Task objective » What is needed is an exact copy of the lines from the one containing "point: dried leaf" through the final line of the material below.

Data »
● ● ● ● ●
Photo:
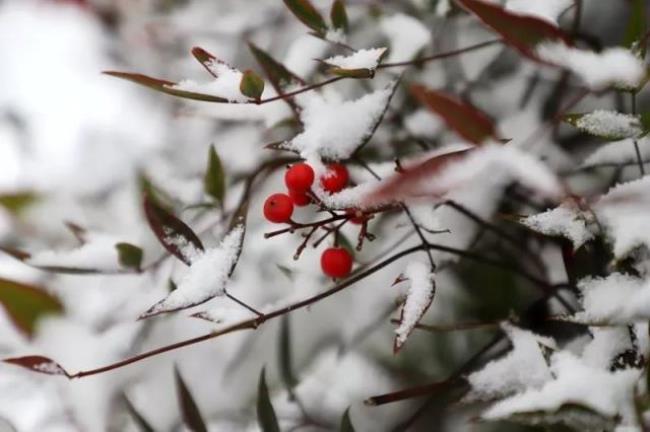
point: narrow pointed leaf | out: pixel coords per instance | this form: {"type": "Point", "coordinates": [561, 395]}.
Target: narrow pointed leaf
{"type": "Point", "coordinates": [522, 32]}
{"type": "Point", "coordinates": [308, 14]}
{"type": "Point", "coordinates": [38, 364]}
{"type": "Point", "coordinates": [466, 120]}
{"type": "Point", "coordinates": [26, 304]}
{"type": "Point", "coordinates": [189, 410]}
{"type": "Point", "coordinates": [339, 16]}
{"type": "Point", "coordinates": [164, 86]}
{"type": "Point", "coordinates": [214, 181]}
{"type": "Point", "coordinates": [175, 236]}
{"type": "Point", "coordinates": [266, 417]}
{"type": "Point", "coordinates": [251, 85]}
{"type": "Point", "coordinates": [130, 256]}
{"type": "Point", "coordinates": [346, 423]}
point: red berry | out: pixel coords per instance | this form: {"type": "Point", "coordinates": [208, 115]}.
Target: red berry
{"type": "Point", "coordinates": [299, 177]}
{"type": "Point", "coordinates": [299, 198]}
{"type": "Point", "coordinates": [278, 208]}
{"type": "Point", "coordinates": [335, 179]}
{"type": "Point", "coordinates": [336, 262]}
{"type": "Point", "coordinates": [356, 216]}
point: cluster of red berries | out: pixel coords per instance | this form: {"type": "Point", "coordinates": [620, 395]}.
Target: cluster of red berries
{"type": "Point", "coordinates": [336, 262]}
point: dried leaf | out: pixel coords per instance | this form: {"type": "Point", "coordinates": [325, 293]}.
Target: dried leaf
{"type": "Point", "coordinates": [522, 32]}
{"type": "Point", "coordinates": [189, 410]}
{"type": "Point", "coordinates": [466, 120]}
{"type": "Point", "coordinates": [26, 304]}
{"type": "Point", "coordinates": [175, 236]}
{"type": "Point", "coordinates": [265, 413]}
{"type": "Point", "coordinates": [38, 364]}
● ● ● ● ●
Response to the exercise »
point: dried leaf | out: pixel coords per instance | this form: {"type": "Point", "coordinates": [325, 293]}.
Target: dried leaf
{"type": "Point", "coordinates": [522, 32]}
{"type": "Point", "coordinates": [189, 410]}
{"type": "Point", "coordinates": [466, 120]}
{"type": "Point", "coordinates": [26, 304]}
{"type": "Point", "coordinates": [175, 236]}
{"type": "Point", "coordinates": [265, 413]}
{"type": "Point", "coordinates": [38, 364]}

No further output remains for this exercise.